INSTRUCTIONS FOR THE TASK: Without including any pictures, copy each entry below exactly.
- Opening Delimiter -
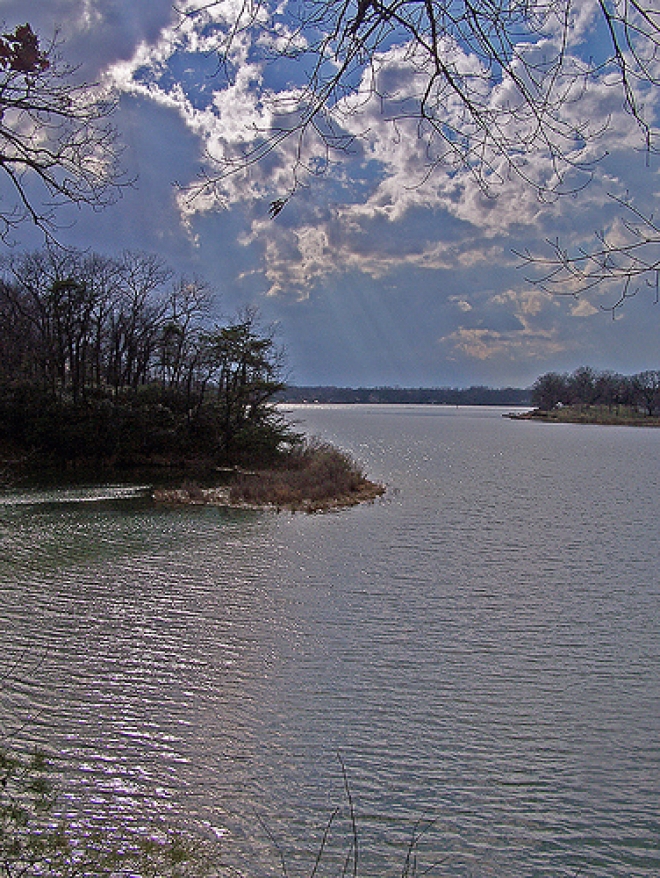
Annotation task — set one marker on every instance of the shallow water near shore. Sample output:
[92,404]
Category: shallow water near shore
[481,647]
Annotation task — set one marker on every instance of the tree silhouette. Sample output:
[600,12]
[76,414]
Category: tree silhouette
[57,145]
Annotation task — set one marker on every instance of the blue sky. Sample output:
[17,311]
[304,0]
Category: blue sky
[369,279]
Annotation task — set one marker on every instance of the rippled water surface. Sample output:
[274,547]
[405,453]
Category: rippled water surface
[481,647]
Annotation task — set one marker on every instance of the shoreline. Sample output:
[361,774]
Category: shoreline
[221,496]
[569,415]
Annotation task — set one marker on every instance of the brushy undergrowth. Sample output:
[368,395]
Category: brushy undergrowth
[311,476]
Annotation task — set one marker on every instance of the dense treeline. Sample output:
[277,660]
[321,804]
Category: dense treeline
[589,387]
[113,359]
[477,395]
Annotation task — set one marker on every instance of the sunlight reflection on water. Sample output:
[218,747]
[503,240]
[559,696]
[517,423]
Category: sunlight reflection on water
[481,647]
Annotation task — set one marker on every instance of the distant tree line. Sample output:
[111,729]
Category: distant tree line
[114,359]
[590,387]
[477,395]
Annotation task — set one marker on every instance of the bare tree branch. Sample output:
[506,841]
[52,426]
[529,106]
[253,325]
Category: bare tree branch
[57,144]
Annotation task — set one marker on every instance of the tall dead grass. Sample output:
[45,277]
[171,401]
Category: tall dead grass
[312,476]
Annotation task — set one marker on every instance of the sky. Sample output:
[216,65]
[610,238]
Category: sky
[373,274]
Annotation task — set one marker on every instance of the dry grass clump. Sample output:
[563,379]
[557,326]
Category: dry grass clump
[311,477]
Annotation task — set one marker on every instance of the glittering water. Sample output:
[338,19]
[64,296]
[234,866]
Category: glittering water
[482,648]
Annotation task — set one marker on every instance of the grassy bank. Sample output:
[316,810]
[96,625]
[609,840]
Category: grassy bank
[312,477]
[623,416]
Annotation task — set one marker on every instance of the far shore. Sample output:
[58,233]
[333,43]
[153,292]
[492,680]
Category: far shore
[601,415]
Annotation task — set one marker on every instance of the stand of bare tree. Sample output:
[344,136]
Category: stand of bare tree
[114,359]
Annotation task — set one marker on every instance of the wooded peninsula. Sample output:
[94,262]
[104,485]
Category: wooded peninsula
[112,367]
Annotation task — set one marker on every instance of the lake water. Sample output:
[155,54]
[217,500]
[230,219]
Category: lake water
[480,650]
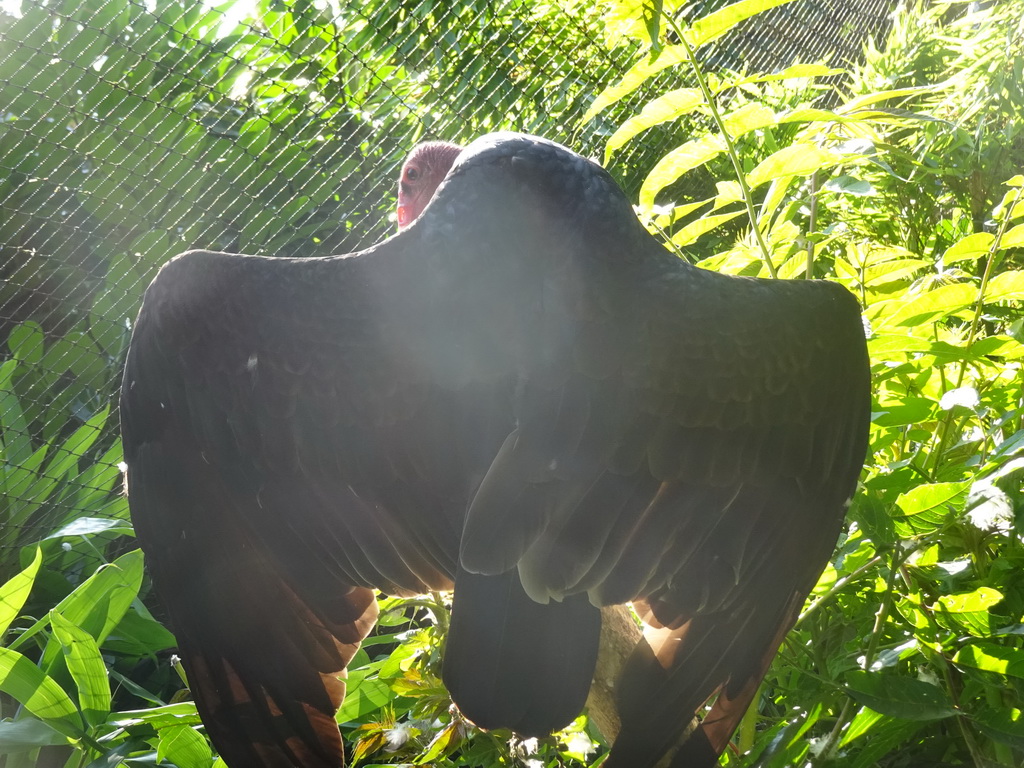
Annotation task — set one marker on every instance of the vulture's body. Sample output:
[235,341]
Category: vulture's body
[521,395]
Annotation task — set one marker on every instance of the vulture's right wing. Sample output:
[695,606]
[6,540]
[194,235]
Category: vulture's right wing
[521,393]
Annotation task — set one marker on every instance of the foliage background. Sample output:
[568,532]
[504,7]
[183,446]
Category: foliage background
[135,130]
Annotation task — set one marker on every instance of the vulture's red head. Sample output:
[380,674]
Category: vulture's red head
[422,172]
- Closing Delimiter -
EXERCISE RESPONSE:
Annotation task — set one marker on every instance of the shallow water near shore. Sample output:
[92,404]
Category: shallow water near shore
[481,647]
Annotation task — set one marker on every instance of the tree silhouette. Sample output:
[600,12]
[76,414]
Category: tree silhouette
[57,145]
Annotation task — set one marker on every instance of the blue sky. Sample output:
[17,311]
[304,0]
Category: blue sky
[369,279]
Annotation task — set one marker on every instance of the rippled water surface. Sample output:
[274,547]
[405,453]
Category: rippled water surface
[481,647]
Annotation task — set one marker on every instance of the shoreline. Sample output:
[361,774]
Category: shoreline
[221,496]
[569,415]
Annotation task — set one marker on every instance of the brushy undergrowth. Sample output:
[368,395]
Category: brushy undergrowth
[311,476]
Annotation task — set one marker on every instance of the dense treeline. Sample output:
[277,660]
[321,804]
Category: dense treeline
[589,387]
[113,359]
[477,395]
Annotation task — set one marker on every instance of the sunlight reflection on water. Sample output:
[218,747]
[503,240]
[559,696]
[517,423]
Category: sunlight reflection on water
[481,647]
Annotation task — set one marker on every instance of the distant tree line. Sample output:
[111,729]
Category: distant tree line
[114,359]
[590,387]
[477,395]
Annotation task — set one marker on every instance of the bare tree branch. Sample output:
[506,841]
[52,426]
[529,106]
[253,325]
Category: bare tree branch
[57,144]
Annotation task — set one marker on every instance of the tall dead grass. Sample output:
[45,277]
[171,401]
Category: tall dead grass
[312,476]
Annotation task — set one marker on every instance of the sky. Sample output:
[216,65]
[610,238]
Category: sky
[373,274]
Annotation task — set one marker on every instance of the dry grass clump. Sample output:
[563,379]
[557,326]
Category: dry grass clump
[311,477]
Annotation task — set one marker on every instance of the glittering water. Sample output:
[338,19]
[64,296]
[234,866]
Category: glittering water
[482,648]
Annotation task — set one marker on every instance of the grassy bank. Sample output:
[316,810]
[96,625]
[609,840]
Category: grassy bank
[312,477]
[623,416]
Annotation task — set one marker on every instance of the far shore. Sample output:
[58,233]
[333,43]
[153,292]
[492,680]
Category: far shore
[601,415]
Annotation task — set one marker on every instance of the stand of bare tree. Sample output:
[344,136]
Category: stand of bare tree
[114,359]
Annotation task — set one marker on every instance of the wooded peninsula. Sample output:
[94,262]
[104,485]
Category: wooded peninsula
[112,367]
Annotation task — set one marker on every instance of the lake water. Sample output:
[155,54]
[217,500]
[230,219]
Category: lake water
[480,650]
Annotation task — set one marker on every instance of the vulture's body. Sample output:
[235,341]
Category: vulture's body
[521,395]
Annotation task — set one marker on every instance of the vulture's right wing. Sample output:
[695,606]
[6,540]
[194,235]
Category: vulture's right wing
[521,393]
Annotation task — set one marker on every instance of the foliage background. Sample output:
[568,532]
[504,7]
[183,446]
Category: foliage background
[135,130]
Annotation task — set one marker on every instance of the vulture's red head. Sample output:
[380,674]
Category: vulture's red head
[422,172]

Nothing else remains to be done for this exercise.